### Action item
Would you repeat, exactly as given, the line with "Shelf-audit tagging: for every instance of the dried herbs" and every line after it to the end of the entries?

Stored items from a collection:
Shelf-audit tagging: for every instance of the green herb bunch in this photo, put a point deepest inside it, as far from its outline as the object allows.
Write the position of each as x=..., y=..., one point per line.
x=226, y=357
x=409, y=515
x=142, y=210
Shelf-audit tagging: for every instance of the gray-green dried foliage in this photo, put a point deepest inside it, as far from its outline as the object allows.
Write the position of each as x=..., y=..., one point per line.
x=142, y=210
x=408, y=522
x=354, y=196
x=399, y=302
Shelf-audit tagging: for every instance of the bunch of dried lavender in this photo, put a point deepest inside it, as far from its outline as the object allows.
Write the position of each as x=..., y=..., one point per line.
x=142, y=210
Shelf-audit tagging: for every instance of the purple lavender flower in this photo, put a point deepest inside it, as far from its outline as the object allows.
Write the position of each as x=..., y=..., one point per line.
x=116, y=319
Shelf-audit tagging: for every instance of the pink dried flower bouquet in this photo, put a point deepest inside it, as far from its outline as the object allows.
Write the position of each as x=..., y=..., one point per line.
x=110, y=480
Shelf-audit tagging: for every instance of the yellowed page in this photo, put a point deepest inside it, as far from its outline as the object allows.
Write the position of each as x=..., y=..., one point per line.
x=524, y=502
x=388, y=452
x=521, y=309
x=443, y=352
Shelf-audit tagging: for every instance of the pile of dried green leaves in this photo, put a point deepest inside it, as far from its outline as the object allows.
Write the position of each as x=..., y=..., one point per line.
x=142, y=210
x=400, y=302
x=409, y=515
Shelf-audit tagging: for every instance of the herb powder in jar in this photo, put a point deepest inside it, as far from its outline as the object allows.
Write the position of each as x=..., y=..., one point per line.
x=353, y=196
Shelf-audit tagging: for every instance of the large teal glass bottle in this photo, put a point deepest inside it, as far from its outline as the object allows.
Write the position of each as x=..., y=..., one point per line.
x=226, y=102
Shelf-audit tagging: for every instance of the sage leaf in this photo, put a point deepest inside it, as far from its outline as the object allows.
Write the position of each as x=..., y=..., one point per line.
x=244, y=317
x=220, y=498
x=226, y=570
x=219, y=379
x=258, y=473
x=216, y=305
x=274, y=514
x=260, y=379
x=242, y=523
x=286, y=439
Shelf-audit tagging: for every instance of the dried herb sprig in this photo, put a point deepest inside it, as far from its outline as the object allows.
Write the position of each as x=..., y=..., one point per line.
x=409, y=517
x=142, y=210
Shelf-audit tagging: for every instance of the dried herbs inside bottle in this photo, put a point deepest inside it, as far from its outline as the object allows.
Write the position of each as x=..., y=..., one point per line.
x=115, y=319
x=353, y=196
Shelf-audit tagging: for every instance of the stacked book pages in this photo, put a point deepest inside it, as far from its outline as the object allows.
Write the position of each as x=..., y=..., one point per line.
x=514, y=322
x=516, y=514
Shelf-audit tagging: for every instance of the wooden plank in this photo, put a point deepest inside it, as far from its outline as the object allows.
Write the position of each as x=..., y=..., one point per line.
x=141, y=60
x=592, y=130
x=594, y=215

### Exercise answer
Shelf-audit tagging: for every instance of the dried herbs inside bottle in this photo, put a point deepest inside it, as far from its outline as the object allows.
Write the position of each as x=..., y=..., one point per line.
x=115, y=319
x=353, y=196
Shelf-audit tagging: for every instance of the stacked book pages in this photo, put a point deepest inside it, as far from its outline as the object allows.
Write the position of each as x=..., y=..., one point per line.
x=514, y=322
x=516, y=514
Shelf-audit tagging: for every instance of the wooden plank in this photo, put a point deepest inside it, as far from its outline as the object allows.
Write the position of each as x=..., y=..., one point per line.
x=141, y=60
x=592, y=130
x=594, y=215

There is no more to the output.